## GIVEN ENTRIES:
——

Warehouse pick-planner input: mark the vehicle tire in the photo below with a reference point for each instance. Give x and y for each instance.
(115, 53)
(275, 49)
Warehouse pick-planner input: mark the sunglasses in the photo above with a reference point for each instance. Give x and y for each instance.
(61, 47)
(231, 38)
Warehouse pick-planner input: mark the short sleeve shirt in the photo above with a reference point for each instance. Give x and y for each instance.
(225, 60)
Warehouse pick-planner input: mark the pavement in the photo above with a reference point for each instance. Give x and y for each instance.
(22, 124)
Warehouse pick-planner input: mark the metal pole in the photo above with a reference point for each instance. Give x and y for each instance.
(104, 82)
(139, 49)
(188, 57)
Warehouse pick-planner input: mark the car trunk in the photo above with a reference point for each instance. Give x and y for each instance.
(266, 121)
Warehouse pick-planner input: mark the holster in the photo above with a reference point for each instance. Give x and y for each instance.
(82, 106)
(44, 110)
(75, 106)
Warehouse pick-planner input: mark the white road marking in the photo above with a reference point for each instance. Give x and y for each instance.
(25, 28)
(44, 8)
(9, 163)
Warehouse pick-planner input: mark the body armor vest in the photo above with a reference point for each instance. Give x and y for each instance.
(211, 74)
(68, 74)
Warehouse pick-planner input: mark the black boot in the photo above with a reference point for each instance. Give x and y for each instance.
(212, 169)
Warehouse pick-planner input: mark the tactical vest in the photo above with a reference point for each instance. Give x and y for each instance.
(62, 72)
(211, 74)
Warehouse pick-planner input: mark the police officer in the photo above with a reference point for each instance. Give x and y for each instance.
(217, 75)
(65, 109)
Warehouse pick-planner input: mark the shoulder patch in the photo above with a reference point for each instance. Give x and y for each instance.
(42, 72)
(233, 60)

——

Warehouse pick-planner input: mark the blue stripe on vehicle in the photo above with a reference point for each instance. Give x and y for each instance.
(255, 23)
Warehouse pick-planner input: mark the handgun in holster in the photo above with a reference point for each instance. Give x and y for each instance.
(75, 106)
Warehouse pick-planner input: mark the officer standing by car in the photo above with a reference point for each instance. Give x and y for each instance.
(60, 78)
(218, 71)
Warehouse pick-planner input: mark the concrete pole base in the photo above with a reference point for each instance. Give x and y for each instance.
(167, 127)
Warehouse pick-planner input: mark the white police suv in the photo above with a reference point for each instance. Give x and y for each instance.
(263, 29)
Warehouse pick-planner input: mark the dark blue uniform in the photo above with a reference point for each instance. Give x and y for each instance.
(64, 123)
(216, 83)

——

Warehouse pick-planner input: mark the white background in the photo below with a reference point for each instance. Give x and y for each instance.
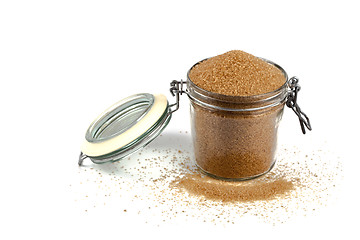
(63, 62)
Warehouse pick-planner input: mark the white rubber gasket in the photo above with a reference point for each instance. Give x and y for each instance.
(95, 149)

——

## WHAT IS REQUIRED:
Show every line of the records above that contains the string "vest", copying each one in full, where case counts.

## REPLY:
Warehouse pick-planner input: mark the body armor vest in the photo above with a reference point for each instance. Give x and y for each instance.
Warehouse pick-planner input: mark the tactical vest in the photo above with a reference point for each instance. Give x and y for each instance.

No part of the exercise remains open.